- Work instruction -
Set down exactly the lines below, from the one containing "Query: dirt ground" through the final line, and include no others.

(Dataset items)
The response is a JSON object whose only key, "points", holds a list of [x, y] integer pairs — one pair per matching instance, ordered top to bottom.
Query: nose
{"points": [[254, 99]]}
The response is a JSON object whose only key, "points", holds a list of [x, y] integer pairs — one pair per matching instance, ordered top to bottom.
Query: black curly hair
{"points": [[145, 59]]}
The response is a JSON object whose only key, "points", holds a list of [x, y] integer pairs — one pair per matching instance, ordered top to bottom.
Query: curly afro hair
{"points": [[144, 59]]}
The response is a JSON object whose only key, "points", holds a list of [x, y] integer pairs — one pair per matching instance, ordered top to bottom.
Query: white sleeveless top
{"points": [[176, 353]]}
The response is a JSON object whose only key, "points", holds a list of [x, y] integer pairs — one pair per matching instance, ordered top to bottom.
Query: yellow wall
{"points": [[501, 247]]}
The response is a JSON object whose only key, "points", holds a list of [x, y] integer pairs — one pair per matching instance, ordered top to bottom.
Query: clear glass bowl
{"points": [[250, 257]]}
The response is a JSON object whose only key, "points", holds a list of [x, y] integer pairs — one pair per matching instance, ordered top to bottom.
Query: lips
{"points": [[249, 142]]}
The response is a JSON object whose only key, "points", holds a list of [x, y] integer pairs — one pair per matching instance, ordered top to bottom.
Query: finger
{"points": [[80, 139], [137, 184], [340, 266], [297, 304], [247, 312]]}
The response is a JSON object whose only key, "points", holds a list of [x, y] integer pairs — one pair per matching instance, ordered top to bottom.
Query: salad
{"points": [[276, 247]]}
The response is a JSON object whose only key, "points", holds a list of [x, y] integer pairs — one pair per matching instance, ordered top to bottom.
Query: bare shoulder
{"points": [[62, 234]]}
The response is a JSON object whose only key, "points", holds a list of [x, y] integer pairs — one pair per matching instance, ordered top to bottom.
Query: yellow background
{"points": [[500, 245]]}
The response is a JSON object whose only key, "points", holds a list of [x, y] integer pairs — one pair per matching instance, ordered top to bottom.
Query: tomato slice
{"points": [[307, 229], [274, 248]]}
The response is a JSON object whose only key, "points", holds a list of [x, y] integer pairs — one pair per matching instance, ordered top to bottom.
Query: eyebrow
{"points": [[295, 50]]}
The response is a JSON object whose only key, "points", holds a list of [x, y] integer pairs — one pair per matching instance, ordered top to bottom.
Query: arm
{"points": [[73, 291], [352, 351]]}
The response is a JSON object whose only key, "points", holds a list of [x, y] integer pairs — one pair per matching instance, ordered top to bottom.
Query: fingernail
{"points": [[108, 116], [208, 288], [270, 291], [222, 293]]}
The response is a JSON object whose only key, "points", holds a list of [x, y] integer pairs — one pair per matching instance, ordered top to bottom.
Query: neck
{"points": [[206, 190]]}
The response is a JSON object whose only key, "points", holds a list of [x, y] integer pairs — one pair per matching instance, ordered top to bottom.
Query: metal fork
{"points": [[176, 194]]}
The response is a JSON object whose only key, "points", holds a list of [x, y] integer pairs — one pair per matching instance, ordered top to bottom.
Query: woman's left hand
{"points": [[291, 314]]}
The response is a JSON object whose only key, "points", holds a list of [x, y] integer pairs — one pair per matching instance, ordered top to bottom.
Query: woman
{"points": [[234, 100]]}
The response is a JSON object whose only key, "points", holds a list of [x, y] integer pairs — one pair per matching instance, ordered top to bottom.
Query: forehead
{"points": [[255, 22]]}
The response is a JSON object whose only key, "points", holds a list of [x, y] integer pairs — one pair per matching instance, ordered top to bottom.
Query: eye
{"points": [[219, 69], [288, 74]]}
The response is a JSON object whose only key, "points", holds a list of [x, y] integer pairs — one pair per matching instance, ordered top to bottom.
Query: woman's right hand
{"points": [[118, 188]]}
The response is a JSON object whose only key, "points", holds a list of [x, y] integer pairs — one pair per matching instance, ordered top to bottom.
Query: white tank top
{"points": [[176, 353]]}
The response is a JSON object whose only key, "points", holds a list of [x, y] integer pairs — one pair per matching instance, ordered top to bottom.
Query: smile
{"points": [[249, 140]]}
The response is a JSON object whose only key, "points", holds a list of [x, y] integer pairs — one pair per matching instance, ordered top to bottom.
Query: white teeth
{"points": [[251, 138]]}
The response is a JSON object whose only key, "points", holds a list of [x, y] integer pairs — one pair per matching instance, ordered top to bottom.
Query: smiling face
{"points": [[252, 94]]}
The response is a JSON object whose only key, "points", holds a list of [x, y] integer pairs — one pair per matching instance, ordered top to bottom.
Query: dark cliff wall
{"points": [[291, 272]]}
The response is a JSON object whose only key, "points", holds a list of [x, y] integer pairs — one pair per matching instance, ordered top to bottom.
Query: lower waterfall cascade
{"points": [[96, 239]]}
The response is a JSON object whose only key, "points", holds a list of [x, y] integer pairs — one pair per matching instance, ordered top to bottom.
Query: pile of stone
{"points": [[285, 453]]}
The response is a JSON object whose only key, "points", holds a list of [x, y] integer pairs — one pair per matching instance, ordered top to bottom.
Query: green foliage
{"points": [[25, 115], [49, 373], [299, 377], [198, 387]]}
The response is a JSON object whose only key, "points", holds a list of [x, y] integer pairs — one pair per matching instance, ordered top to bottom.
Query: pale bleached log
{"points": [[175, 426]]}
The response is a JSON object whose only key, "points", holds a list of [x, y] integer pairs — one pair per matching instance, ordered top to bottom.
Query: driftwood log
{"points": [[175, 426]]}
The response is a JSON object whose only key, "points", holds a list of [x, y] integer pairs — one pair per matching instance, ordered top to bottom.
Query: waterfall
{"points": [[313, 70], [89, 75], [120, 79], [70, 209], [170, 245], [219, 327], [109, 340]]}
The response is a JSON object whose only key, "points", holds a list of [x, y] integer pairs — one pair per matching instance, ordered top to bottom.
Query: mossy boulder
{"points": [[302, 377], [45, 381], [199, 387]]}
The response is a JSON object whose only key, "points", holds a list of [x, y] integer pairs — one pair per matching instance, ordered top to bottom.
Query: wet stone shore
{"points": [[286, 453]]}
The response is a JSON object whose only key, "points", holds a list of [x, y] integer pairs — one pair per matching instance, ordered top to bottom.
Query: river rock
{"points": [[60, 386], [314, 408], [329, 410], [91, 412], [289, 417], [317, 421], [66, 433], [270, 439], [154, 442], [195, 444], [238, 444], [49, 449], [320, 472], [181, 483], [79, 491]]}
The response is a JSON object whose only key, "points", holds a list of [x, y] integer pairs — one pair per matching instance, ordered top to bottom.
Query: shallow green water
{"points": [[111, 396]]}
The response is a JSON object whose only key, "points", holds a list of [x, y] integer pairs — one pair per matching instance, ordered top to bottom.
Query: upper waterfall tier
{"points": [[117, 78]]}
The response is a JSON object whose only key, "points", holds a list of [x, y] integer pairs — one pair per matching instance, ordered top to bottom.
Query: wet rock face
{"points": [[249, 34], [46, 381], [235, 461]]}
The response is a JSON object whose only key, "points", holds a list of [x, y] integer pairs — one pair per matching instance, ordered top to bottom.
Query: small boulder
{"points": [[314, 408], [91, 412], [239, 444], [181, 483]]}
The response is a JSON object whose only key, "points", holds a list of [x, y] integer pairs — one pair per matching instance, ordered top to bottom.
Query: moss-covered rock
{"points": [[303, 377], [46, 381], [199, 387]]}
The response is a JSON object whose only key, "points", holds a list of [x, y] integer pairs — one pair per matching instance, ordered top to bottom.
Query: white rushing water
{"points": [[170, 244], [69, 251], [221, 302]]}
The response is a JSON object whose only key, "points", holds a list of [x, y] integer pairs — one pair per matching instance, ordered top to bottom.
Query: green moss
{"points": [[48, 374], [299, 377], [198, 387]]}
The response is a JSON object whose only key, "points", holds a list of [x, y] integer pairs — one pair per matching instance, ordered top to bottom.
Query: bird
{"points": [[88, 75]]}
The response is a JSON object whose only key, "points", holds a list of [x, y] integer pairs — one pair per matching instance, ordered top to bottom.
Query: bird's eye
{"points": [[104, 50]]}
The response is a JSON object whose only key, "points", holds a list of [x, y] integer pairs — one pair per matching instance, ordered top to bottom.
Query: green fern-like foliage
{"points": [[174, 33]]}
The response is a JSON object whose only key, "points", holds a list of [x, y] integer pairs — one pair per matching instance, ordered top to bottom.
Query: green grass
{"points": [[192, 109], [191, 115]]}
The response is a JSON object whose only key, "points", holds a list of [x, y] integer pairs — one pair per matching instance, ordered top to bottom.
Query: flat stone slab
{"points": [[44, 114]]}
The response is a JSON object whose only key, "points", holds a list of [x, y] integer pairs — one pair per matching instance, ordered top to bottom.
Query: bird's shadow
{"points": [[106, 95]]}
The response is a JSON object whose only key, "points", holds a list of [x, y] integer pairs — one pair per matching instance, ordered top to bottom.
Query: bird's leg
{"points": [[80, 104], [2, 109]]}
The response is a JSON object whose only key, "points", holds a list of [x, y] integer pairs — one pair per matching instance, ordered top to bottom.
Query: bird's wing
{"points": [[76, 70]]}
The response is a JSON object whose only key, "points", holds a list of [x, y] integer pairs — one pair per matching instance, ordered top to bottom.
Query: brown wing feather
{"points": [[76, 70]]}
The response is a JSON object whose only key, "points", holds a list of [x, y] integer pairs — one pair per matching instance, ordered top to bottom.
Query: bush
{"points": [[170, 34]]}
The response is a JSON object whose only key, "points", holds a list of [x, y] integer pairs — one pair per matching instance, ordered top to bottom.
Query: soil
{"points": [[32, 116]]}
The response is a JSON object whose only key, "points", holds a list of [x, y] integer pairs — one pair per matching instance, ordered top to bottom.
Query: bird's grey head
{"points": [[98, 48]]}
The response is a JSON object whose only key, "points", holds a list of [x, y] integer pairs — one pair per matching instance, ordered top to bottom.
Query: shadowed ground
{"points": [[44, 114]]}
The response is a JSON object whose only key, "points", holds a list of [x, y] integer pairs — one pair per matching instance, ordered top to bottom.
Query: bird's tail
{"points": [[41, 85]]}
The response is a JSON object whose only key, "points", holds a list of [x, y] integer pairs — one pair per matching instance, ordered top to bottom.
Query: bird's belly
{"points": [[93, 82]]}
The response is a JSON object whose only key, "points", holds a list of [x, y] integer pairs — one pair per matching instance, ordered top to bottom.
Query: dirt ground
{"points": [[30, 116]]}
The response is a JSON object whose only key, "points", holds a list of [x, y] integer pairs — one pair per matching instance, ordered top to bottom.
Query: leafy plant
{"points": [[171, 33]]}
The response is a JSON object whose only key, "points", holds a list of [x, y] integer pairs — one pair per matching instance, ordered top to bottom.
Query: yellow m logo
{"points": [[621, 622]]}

- Solved problem -
Query: dirt ground
{"points": [[30, 116]]}
The response is a JSON object whose only key, "points", holds a list of [x, y] integer pairs — one pair per matching instance, ordered top to bottom.
Query: leafy plant
{"points": [[171, 33]]}
The response is a JSON object whose only key, "points", holds a list of [x, y] integer pairs — one pair per matching instance, ordered top to bottom.
Query: yellow m logo
{"points": [[621, 622]]}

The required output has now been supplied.